Não compreende, ou não quer compreender, que “a nacionalidade do operário não é francesa, inglesa, alemã, é o trabalho, a escravatura livre, o
auto-tráfico. O seu governo não é francês, inglês ou alemão; é o capital. O ar
que ele respira em casa não é francês, inglês ou alemão, é o ar da fábrica. O
solo que lhe pertence não é francês, inglês ou alemão, está uns metros abaixo
do solo”. (16) Assim, quando a guerra mundial prevista por Marx e
Engels chegou, Guesde traiu o proletariado internacional.
Em
contrapartida, nós, da Tendência Comunista Internacionalista, reconhecemos,
como Marx, a necessidade do internacionalismo e de um partido operário
internacional. Mas a história da classe operária obriga-nos a aprender com as
lutas passadas. Na revolução russa, a dizimação da classe operária num país
maioritariamente camponês, devido tanto a uma crise económica como à luta
contra os brancos e a uma invasão imperialista internacionalista, viu o partido
bolchevique criar um Estado que gradualmente suplantou os sovietes. Este declínio
da iniciativa proletária num país isolado levou à ideia de que se a classe não
podia fazer ou defender a revolução, então o partido devia fazê-lo por ela.

* [MATERIAL FORNECIDO]
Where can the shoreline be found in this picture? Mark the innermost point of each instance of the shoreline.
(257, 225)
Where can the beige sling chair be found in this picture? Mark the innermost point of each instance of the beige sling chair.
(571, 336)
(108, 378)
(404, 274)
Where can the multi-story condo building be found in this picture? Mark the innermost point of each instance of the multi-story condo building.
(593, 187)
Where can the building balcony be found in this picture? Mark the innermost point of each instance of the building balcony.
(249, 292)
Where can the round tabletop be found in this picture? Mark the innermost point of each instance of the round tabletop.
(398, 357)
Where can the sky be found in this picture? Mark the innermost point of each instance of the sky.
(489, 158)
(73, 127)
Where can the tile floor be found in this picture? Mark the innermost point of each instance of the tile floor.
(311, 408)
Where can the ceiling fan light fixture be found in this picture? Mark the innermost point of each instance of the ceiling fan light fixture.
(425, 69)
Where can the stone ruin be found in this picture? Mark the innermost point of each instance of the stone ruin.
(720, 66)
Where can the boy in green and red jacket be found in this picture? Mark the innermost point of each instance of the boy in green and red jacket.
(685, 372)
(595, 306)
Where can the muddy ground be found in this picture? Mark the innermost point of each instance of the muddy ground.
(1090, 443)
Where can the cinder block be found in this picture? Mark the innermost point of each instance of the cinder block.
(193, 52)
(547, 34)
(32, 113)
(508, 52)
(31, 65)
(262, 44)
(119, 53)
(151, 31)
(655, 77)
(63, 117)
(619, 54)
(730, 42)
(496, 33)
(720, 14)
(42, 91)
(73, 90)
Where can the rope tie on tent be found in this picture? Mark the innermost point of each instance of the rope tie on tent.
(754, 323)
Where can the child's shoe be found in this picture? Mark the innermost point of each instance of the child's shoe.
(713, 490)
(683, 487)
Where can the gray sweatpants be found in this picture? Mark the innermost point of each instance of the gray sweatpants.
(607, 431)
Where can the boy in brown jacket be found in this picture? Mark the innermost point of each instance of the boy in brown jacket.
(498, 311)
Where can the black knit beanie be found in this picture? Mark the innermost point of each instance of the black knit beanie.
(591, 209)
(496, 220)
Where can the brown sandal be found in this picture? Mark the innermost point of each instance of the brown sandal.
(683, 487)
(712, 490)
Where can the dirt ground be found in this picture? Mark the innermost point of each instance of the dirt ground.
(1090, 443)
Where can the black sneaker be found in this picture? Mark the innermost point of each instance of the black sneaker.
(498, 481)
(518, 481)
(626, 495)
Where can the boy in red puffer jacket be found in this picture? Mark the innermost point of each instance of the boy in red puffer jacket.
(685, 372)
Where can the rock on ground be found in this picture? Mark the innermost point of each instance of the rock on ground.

* [TAREFAS A REALIZAR]
(1) Transcreva do excerto o trecho que vai de "Não compreende, ou" até "o proletariado internacional.".
(2) De acordo com o excerto, o que criou o partido bolchevique na revolução russa?

* [SOLUÇÕES POR TAREFA]
(1)
Não compreende, ou não quer compreender, que “a nacionalidade do operário não é francesa, inglesa, alemã, é o trabalho, a escravatura livre, o
auto-tráfico. O seu governo não é francês, inglês ou alemão; é o capital. O ar
que ele respira em casa não é francês, inglês ou alemão, é o ar da fábrica. O
solo que lhe pertence não é francês, inglês ou alemão, está uns metros abaixo
do solo”. (16) Assim, quando a guerra mundial prevista por Marx e
Engels chegou, Guesde traiu o proletariado internacional.

(2) Um Estado que gradualmente suplantou os sovietes.